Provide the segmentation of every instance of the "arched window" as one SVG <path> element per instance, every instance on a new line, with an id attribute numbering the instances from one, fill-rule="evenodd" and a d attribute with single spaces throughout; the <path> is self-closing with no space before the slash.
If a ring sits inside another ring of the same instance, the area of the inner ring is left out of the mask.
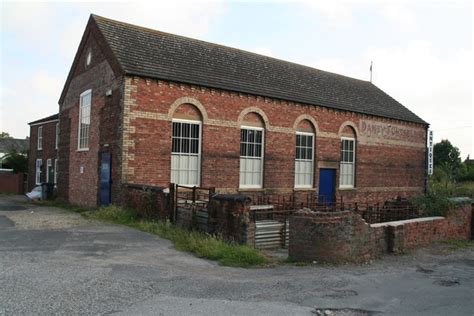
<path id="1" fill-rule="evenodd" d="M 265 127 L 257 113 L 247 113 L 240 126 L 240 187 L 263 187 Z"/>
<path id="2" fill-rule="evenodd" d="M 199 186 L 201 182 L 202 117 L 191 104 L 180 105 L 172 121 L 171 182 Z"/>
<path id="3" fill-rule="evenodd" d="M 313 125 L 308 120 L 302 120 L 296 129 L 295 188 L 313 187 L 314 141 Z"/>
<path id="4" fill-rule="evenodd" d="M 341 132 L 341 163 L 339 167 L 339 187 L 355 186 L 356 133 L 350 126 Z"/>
--
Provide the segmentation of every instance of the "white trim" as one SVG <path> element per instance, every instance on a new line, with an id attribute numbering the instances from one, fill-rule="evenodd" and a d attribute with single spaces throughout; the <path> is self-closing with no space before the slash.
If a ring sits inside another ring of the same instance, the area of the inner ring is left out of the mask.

- _Exercise instructions_
Determine how many lines of the listing hold the word "self", then write only that number.

- _Answer section_
2